### Set exercise a
Quote all of the point labeling records below word for word, leaving the pictures out of your answer.

### Text
═══

I’ve deployed v1.22.1 into a cluster which was previously seeing an oomkill with a memory limit of 300Mi. It’s fixed the problem for us.

kragniz on Oct 12, 2021

Awesome, thanks for letting us know, all credit to @aidy for doing the hard work.

I’ll leave this issue open for a bit longer to see if anyone’s still seeing these issues with the new patch releases that include the streaming change, but if not will close it off in a week.

gjtempleton on Oct 12, 2021

Is there any chance we could grab this list from the local filesystem and in combination with using an initContainer or a static configmap we could contain the “controller” memory limits closer to the requests?

We have to configure requests: 96Mi and limits: 512Mi… I bet that list is going to keep growing and eventually crash the PODs 😓

carlosjgp on Mar 16, 2021

Currently #4199 has made it into the default branch and been cherry-picked back to the 1.19, 1.20, 1.21 and 1.22 release branches, so will make it into the next patch releases of all those versions. #4251 is the issue to watch for the cutting of those releases.

gjtempleton on Sep 27, 2021

@timothyb89, is there any chance your cluster is suffering similar fate?

Our largest cluster has 250 job objects at the moment, which I’d hope isn’t nearly large enough to cause any trouble.

For what it’s worth we been using --aws-use-static-instance-list=true since September and have not seen any unexpected restarts.

timothyb89 on Jan 26, 2021

# courtesy https://stackoverflow.com/a/61231027/310192
kubectl delete jobs --field-selector status.successful=1

😆

i thought i was safe because we were using ttlSecondsAfterFinished… but that’s an alpha feature and per @ellistarn “[EKS runs] feature gates that are in Beta.”

So, I had thousands of months-old jobs.

seamusabshere on Jan 26, 2021

═══

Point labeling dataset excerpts
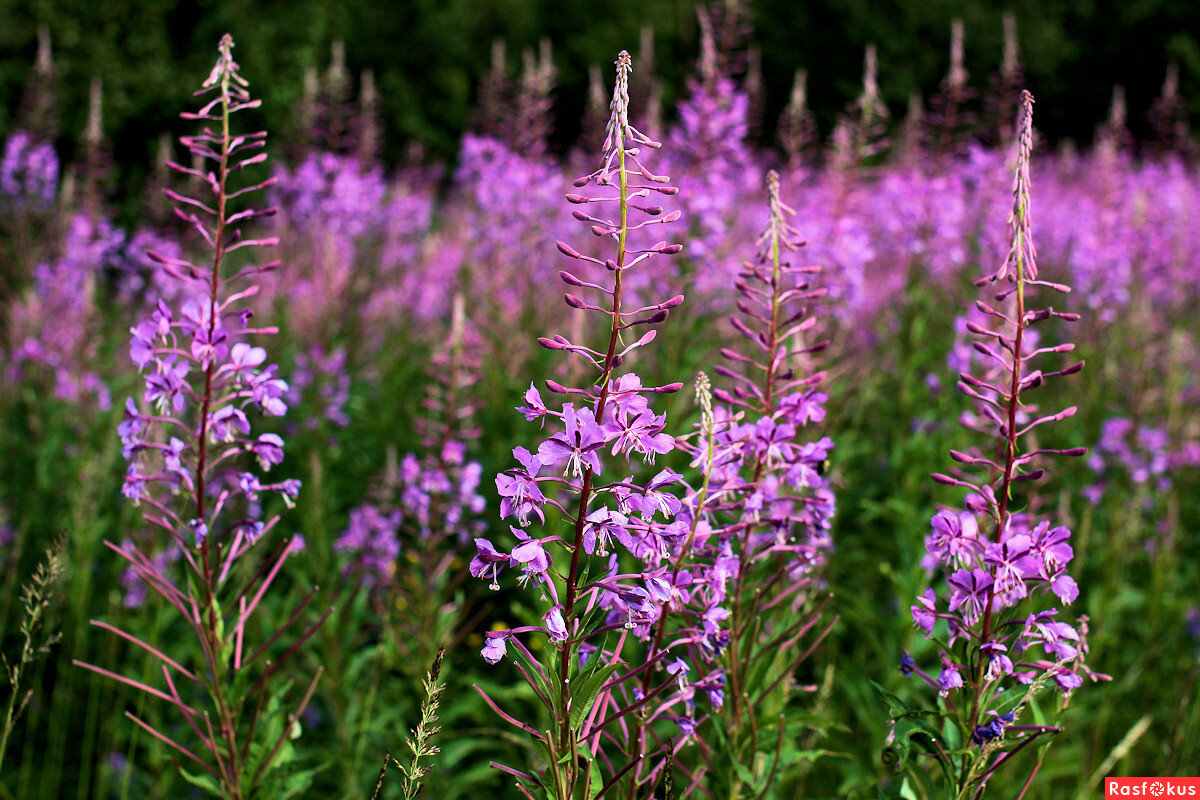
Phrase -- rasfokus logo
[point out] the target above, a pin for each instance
(1152, 787)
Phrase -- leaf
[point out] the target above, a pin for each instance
(585, 693)
(202, 781)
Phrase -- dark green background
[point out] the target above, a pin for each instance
(429, 55)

═══

### Set exercise b
Answer these questions from the thread:
(i) Which version was deployed into the cluster that had been seeing an oomkill with a 300Mi memory limit?
(ii) What memory request and limit does the comment suggesting an initContainer or a static configmap say they have to configure?
(iii) How many job objects does the largest cluster currently have?

### Reply a
Phrase -- rasfokus logo
[point out] the target above, a pin for each instance
(1152, 787)
Phrase -- leaf
[point out] the target above, a pin for each instance
(585, 693)
(202, 781)
Phrase -- dark green background
[point out] the target above, a pin for each instance
(429, 55)

### Reply b
(i) v1.22.1
(ii) A request of 96Mi and a limit of 512Mi
(iii) 250